_DATA FOR THIS TASK_.
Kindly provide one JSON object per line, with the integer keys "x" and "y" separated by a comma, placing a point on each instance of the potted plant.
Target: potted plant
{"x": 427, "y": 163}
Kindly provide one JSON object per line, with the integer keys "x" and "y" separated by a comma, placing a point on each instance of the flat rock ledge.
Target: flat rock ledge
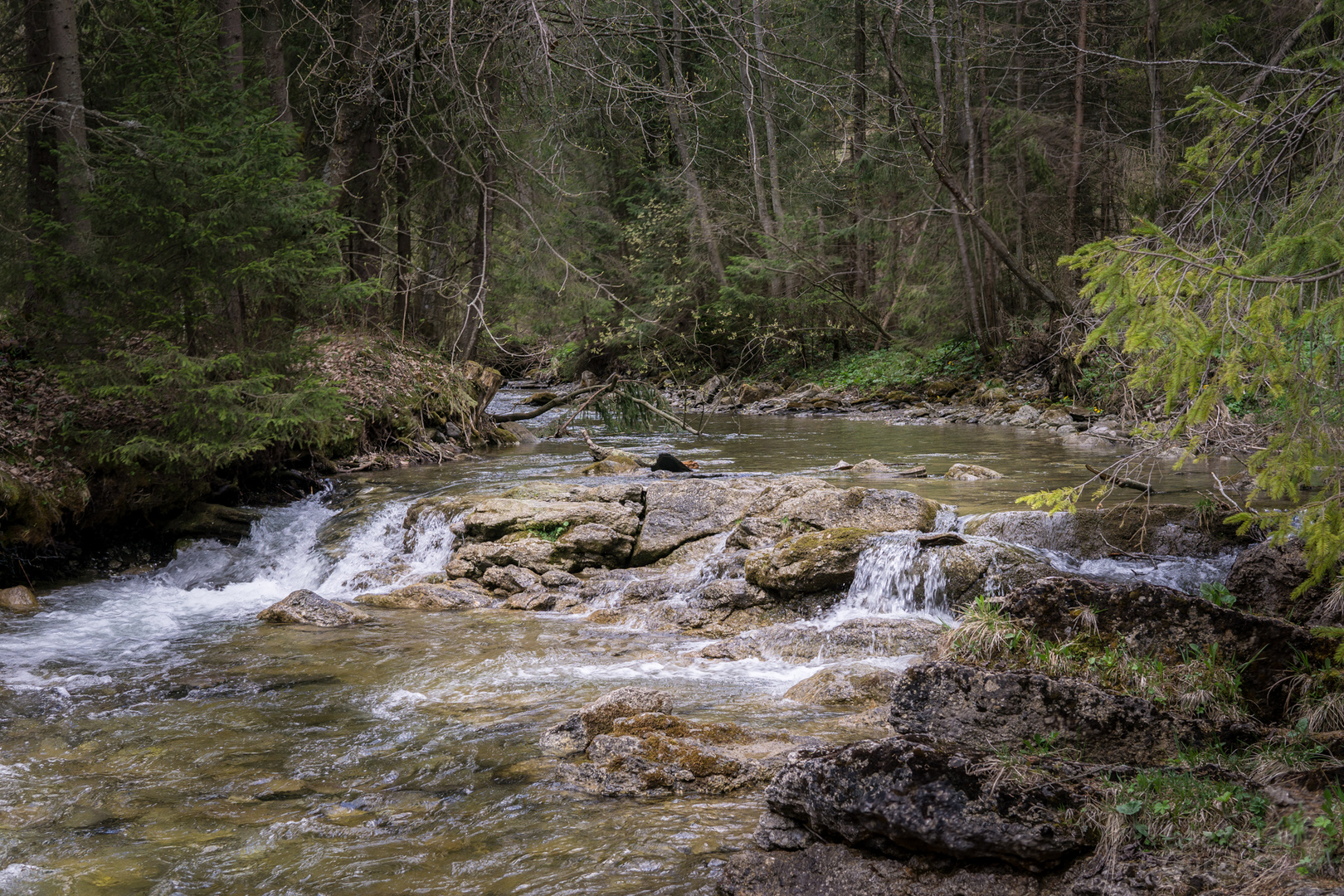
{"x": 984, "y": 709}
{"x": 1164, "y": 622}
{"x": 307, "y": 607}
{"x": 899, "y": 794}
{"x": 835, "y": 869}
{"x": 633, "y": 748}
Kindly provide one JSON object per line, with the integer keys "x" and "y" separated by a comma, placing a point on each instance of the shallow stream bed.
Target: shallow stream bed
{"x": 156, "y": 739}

_WHAT YOU HAVE TO DO_.
Output all the records, word for word, with no pictures in the copy.

_WRITTEN RESPONSE_.
Kindly provide one JSON object per line, with the integer keys "x" and "y" separated by a comma, placing a point on each instance of the potted plant.
Target: potted plant
{"x": 427, "y": 163}
Kindly provide one JSON object per line, with the integer keys "x" and "y" separated by a comma, placing a point on each instance of the flat rock ledge.
Target: flat rock ledge
{"x": 984, "y": 709}
{"x": 1164, "y": 622}
{"x": 307, "y": 607}
{"x": 899, "y": 794}
{"x": 835, "y": 869}
{"x": 633, "y": 748}
Kindly provide one JSON object per line, with the integer keys "x" and "y" separated by a comma, placing a point on each instance of the shallow stream bed.
Target: shallow stream bed
{"x": 156, "y": 739}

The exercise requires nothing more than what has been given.